[Recorded data]
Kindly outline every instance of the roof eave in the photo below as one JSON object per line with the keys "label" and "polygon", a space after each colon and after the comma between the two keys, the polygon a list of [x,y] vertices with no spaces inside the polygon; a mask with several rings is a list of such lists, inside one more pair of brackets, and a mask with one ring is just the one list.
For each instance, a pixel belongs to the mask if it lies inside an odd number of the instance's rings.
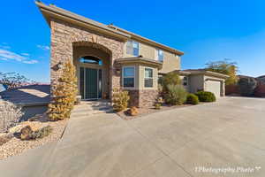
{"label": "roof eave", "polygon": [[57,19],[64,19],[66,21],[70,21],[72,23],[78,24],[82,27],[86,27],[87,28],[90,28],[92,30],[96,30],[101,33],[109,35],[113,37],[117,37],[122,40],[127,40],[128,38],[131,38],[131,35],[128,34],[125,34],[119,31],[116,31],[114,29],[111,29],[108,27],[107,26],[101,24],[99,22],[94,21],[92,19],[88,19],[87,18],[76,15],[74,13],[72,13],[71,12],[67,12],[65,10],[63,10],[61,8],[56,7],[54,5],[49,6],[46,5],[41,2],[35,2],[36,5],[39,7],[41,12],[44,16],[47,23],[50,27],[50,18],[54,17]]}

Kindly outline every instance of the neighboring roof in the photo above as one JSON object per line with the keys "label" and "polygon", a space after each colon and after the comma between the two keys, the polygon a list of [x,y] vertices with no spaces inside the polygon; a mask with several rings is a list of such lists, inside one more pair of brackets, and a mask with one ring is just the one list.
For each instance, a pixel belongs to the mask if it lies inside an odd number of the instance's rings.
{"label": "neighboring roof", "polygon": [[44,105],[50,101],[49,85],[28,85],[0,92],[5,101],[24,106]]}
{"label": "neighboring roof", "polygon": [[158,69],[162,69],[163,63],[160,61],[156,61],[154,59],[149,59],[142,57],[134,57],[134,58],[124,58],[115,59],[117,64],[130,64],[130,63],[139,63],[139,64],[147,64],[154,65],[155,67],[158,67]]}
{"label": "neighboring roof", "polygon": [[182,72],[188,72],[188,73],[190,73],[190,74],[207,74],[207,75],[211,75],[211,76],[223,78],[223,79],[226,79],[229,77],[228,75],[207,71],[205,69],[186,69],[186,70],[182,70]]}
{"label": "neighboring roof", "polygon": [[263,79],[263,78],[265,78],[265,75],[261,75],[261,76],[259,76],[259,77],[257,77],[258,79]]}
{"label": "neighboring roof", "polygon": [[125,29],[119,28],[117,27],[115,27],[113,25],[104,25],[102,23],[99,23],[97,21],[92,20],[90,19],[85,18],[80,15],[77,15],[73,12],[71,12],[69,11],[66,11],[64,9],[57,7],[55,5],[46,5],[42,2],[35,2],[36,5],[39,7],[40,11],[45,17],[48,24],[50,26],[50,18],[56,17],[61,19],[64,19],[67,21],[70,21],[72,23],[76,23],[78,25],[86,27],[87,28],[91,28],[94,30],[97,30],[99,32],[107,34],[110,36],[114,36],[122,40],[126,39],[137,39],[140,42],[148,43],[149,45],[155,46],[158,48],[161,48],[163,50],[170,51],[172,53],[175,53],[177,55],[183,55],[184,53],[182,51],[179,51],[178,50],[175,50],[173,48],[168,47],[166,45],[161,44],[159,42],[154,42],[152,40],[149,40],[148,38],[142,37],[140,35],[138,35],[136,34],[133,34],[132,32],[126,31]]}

• _WRITTEN INSTRUCTION_:
Tally the lines in the records above that contain the string "inside". Reply with the count alone.

• _OUTPUT FOR THIS TASK_:
4